● **AIM OF THE TASK**
Can you carry the TF-IDF notebook below forward from its last line?

● **TEXT SHOWN**
◆ ◆ ◆ ◆ ◆
# Building TF-IDF from scratch

In [2]:
# BBC News data

# https://www.kaggle.com/shivamkushwaha/bbc-full-text-document-classification
!wget -nc https://lazyprogrammer.me/course_files/nlp/bbc_text_cls.csv

File ‘bbc_text_cls.csv’ already there; not retrieving.



In [1]:
import nltk
from nltk import word_tokenize
import numpy as np
import pandas as pd

# nltk word tokeniser
nltk.download('punkt')


[nltk_data] Downloading package punkt to /home/sixsous/nltk_data...
[nltk_data]   Package punkt is already up-to-date!


True

In [2]:
df = pd.read_csv('bbc_text_cls.csv')
df.head()


Unnamed: 0,text,labels
0,Ad sales boost Time Warner profit\n\nQuarterly...,business
1,Dollar gains on Greenspan speech\n\nThe dollar...,business
2,Yukos unit buyer faces loan claim\n\nThe owner...,business
3,High fuel prices hit BA's profits\n\nBritish A...,business
4,Pernod takeover talk lifts Domecq\n\nShares in...,business


In [3]:
# populate word2idx mapping. This is necessary to know which word maps to which column.
◆ ◆ ◆ ◆ ◆
Entries from an annotation dataset
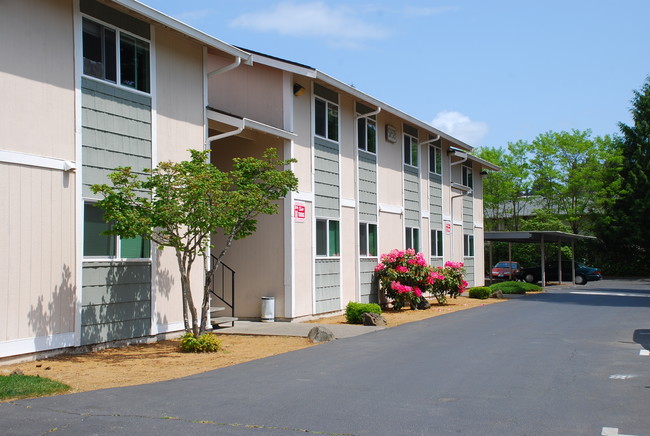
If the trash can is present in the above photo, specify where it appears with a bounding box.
[262,297,275,322]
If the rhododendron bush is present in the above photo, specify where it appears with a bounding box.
[375,249,467,310]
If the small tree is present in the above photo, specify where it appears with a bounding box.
[91,148,298,337]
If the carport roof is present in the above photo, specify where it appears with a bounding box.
[484,230,597,243]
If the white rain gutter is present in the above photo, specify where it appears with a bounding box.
[208,56,241,79]
[205,118,246,148]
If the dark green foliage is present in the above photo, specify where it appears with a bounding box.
[181,332,221,353]
[345,301,381,324]
[489,282,542,294]
[0,374,71,400]
[596,77,650,275]
[469,286,493,300]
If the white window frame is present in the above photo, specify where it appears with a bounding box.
[431,229,445,257]
[463,233,475,257]
[402,133,420,168]
[81,15,153,95]
[429,145,443,176]
[404,227,420,252]
[359,222,379,257]
[357,115,379,154]
[314,218,341,259]
[81,199,152,262]
[314,96,341,143]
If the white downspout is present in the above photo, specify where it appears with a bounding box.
[208,56,241,79]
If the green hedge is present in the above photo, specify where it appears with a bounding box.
[469,286,494,300]
[490,282,542,294]
[345,301,381,324]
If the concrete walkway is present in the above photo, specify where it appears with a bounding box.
[214,321,386,339]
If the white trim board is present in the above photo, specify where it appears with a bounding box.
[0,150,77,171]
[0,332,75,357]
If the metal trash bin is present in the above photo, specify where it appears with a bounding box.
[262,297,275,322]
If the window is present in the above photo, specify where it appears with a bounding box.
[83,18,150,92]
[463,165,474,188]
[359,223,377,256]
[314,98,339,142]
[83,203,150,259]
[406,227,420,253]
[429,145,442,174]
[463,235,474,257]
[316,219,341,256]
[357,118,377,153]
[431,230,442,257]
[404,133,418,167]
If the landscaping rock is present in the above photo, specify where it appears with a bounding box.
[362,313,388,327]
[490,289,505,299]
[307,326,336,344]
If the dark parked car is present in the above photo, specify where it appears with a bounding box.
[492,260,523,280]
[517,260,602,285]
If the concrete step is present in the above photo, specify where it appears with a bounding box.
[210,316,239,327]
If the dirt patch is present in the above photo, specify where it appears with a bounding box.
[0,297,504,392]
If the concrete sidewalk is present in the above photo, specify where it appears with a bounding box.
[213,321,387,339]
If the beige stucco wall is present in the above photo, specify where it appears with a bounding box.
[153,27,204,326]
[0,0,77,348]
[0,0,75,160]
[208,54,284,128]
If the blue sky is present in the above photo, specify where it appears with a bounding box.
[143,0,650,147]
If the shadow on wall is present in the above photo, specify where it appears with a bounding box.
[27,265,77,348]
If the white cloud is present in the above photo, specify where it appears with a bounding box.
[431,111,489,146]
[230,1,387,47]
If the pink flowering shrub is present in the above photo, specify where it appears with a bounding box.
[375,249,430,310]
[431,262,467,304]
[375,249,467,310]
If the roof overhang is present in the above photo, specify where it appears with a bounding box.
[106,0,253,65]
[483,230,598,243]
[207,108,298,140]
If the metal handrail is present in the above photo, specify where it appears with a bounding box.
[210,255,235,317]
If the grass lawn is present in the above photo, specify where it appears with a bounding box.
[0,374,71,400]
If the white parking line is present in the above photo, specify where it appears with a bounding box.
[570,291,650,298]
[600,427,634,436]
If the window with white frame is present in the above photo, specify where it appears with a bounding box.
[463,235,474,257]
[83,18,151,93]
[314,97,339,142]
[316,219,341,257]
[405,227,420,253]
[359,223,377,256]
[404,133,418,167]
[429,145,442,175]
[83,202,151,259]
[431,229,443,257]
[463,165,474,188]
[357,118,377,153]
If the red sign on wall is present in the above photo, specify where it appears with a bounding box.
[293,201,307,223]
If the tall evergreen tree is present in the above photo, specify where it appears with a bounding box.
[599,76,650,268]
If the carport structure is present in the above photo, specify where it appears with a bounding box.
[484,230,597,287]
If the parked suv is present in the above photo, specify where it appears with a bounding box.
[517,260,602,285]
[492,260,522,280]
◆ ◆ ◆ ◆ ◆
● **OUTPUT FOR THIS TASK**
# convert documents into sequences of ints / ids / indices
idx = 0
word2idx = {}
tokenized_docs = []
for doc in df['text']:
    words = word_tokenize(doc.lower())
    doc_as_int = []
    for word in words:
        if word not in word2idx:
            word2idx[word] = idx
            idx += 1

        # save for later
        doc_as_int.append(word2idx[word])
    tokenized_docs.append(doc_as_int)


In [4]:
# reverse mapping
# if you do it smarter you can store it as a list (it is inefficient to store it into a dictionary)
idx2word = {v: k for k, v in word2idx.items()}

# number of documents
N = len(df['text'])

# number of unique words
V = len(word2idx)

# instantiate term-frequency matrix
# note: could have also used count vectorizer


tf = np.zeros((N, V))


In [5]:
# populate term-frequency counts
for i, doc_as_int in enumerate(tokenized_docs):
    for j in doc_as_int:
        # term frequency matrix
        tf[i, j] += 1


In [None]:
# compute IDF
document_freq = np.sum(tf > 0, axis=0)  # document frequency (shape = (V,))
idf = np.log(N / document_freq)

# compute TF-IDF
tf_idf = tf * idf


In [None]:
# compute TF-IDF
tf_idf = tf * idf

# pick a random document, show the top 5 terms (in terms of tf_idf score)
i = np.random.choice(N)
row = df.iloc[i]
print("Label:", row['labels'])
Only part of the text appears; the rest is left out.